Problem statement: Copy out every line of the listing below, character for character.

Stored records
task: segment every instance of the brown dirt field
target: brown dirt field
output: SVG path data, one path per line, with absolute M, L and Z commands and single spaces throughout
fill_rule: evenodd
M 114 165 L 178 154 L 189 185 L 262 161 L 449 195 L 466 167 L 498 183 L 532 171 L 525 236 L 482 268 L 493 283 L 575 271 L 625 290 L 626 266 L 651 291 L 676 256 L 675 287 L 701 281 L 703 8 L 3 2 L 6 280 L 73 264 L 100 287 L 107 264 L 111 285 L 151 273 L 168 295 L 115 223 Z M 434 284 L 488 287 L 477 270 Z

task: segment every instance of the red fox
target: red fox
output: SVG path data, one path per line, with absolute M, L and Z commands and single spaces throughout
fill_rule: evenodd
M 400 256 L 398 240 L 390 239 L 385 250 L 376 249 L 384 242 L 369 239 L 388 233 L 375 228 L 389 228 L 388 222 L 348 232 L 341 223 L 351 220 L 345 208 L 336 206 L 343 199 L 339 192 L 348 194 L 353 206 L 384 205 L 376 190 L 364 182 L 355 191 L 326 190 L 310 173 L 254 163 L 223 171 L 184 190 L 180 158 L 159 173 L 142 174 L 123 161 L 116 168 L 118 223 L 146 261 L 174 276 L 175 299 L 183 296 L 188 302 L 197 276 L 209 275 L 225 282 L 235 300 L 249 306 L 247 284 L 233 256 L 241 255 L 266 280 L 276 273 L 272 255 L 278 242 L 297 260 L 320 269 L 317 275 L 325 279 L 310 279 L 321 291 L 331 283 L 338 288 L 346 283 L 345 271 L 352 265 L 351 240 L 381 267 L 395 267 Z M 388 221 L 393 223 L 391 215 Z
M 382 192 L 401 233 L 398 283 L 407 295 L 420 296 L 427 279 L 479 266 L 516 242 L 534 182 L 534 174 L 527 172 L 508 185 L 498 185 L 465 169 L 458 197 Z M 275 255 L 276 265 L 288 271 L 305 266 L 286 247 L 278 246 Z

Solution for this problem:
task: segment every instance of the brown dirt field
target: brown dirt field
output: SVG path data, one path per line, with absolute M, L and Z commands and single spaces throughout
fill_rule: evenodd
M 114 165 L 178 154 L 189 185 L 262 161 L 449 195 L 466 167 L 498 183 L 532 171 L 525 236 L 482 268 L 493 283 L 575 271 L 625 290 L 626 266 L 651 291 L 676 256 L 675 287 L 701 281 L 703 8 L 3 2 L 6 280 L 73 264 L 100 287 L 107 264 L 111 285 L 151 273 L 168 295 L 115 223 Z M 434 284 L 488 287 L 477 270 Z

task: segment every instance of the red fox
target: red fox
output: SVG path data, one path per line, with absolute M, L and Z commands and single spaces throughout
fill_rule: evenodd
M 400 256 L 398 240 L 390 239 L 385 250 L 376 249 L 384 242 L 369 239 L 388 233 L 375 228 L 389 228 L 388 222 L 348 232 L 341 223 L 351 220 L 345 208 L 336 206 L 343 199 L 339 192 L 348 194 L 353 206 L 384 205 L 376 190 L 364 182 L 355 191 L 326 190 L 310 173 L 254 163 L 223 171 L 184 190 L 180 158 L 159 173 L 142 174 L 123 161 L 116 168 L 118 223 L 146 261 L 174 276 L 175 299 L 183 296 L 188 302 L 197 276 L 209 275 L 225 282 L 235 300 L 249 306 L 247 284 L 233 256 L 241 255 L 266 280 L 276 273 L 272 255 L 278 242 L 297 260 L 320 269 L 317 275 L 325 279 L 310 279 L 321 291 L 331 283 L 338 288 L 346 283 L 345 271 L 352 265 L 351 240 L 381 267 L 395 267 Z M 388 221 L 393 223 L 391 215 Z
M 382 192 L 401 233 L 398 283 L 407 295 L 420 296 L 427 279 L 479 266 L 516 242 L 534 182 L 534 174 L 527 172 L 508 185 L 498 185 L 465 169 L 458 197 Z M 275 255 L 276 265 L 288 271 L 305 266 L 286 247 L 278 246 Z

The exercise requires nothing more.